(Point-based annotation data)
──────────────────────────────

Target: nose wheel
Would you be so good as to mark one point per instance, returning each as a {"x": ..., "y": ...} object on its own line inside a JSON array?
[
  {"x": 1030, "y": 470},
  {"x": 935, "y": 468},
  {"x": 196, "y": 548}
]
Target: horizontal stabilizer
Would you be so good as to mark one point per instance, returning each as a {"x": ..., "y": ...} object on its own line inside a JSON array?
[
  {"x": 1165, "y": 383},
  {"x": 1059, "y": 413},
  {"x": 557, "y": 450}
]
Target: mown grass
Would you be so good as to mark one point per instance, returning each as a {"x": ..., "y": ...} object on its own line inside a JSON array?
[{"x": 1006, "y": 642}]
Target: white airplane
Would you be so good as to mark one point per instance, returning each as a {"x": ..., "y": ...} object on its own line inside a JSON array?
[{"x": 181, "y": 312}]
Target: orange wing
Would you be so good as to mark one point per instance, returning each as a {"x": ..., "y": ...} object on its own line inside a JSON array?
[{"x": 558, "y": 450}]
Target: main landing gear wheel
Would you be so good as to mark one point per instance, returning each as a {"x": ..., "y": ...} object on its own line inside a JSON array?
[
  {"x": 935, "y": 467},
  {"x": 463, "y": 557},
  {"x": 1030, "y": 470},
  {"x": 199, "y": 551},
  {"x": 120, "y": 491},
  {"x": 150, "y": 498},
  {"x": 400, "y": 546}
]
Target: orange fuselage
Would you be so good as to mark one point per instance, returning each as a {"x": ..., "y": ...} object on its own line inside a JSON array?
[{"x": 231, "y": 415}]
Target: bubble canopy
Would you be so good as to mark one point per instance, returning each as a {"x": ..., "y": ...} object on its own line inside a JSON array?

──────────────────────────────

INSTRUCTION
Starting at the line that contains "Target: orange fuselage" and continuing through the last of the entries, rewrite those lines with "bubble canopy" replaced by "glass canopy" and everything else left as it is.

WRITTEN ANSWER
Target: orange fuselage
Would you be so good as to mark one point per instance, returning each as a {"x": ..., "y": ...} object on its own line inside a JSON array?
[{"x": 231, "y": 415}]
Target: glass canopy
Would you be so good as to mark one point per instance, returning each as a {"x": ..., "y": ...} object on its own line inside a JSON array?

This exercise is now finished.